__Records for the task__:
BEGIN

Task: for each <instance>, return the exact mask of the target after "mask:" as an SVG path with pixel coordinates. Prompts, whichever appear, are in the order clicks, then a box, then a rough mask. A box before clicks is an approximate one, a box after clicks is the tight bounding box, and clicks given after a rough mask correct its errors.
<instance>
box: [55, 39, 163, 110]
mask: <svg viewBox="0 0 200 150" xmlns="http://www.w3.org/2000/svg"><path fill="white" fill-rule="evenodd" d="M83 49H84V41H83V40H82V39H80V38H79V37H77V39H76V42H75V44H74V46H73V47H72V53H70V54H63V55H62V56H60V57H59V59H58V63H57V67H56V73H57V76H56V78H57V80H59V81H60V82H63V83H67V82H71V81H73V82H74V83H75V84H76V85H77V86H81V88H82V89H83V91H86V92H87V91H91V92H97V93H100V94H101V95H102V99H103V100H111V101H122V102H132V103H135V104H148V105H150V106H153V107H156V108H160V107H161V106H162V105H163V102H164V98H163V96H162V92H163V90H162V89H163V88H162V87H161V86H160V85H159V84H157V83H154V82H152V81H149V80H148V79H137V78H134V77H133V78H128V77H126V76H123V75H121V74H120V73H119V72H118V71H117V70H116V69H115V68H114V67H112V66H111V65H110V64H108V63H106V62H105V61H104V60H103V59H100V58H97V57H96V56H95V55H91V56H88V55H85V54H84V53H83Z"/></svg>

END
BEGIN

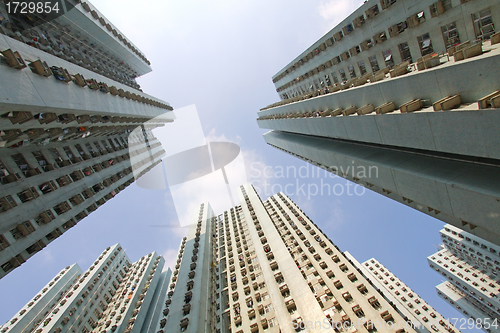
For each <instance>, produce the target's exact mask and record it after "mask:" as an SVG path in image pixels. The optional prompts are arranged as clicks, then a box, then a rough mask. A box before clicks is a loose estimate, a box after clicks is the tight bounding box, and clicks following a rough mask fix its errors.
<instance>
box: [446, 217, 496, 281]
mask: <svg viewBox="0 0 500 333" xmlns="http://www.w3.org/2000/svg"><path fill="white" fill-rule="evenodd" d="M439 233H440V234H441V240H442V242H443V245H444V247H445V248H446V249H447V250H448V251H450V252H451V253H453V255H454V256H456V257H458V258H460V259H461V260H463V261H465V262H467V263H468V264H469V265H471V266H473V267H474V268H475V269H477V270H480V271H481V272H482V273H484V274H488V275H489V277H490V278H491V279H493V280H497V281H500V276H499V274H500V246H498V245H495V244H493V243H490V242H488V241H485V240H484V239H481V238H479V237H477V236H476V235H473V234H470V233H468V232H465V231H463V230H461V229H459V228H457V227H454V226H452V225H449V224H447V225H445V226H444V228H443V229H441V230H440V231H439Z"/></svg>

END

Return every line of the material above that contains the word "exact".

Task: for each <instance>, return the exact mask of the target after "mask:" as an SVG path with pixel coordinates. Prompts, whichever appear, are in the order clicks, then a box, then a rough mask. A box before clicks is an approximate one, a box after clicks is the tight bounding box, and clicks given after a rough mask correct its errors.
For each <instance>, produce the target's exact mask and record it after "mask:" as an SVG path in image pixels. The optional prompts are arranged as clicks, then a box, then a rough mask. A box before clicks is a loose estimate, a box after clicks is the tight bounding box, and clicks following a rough mask fix its errors.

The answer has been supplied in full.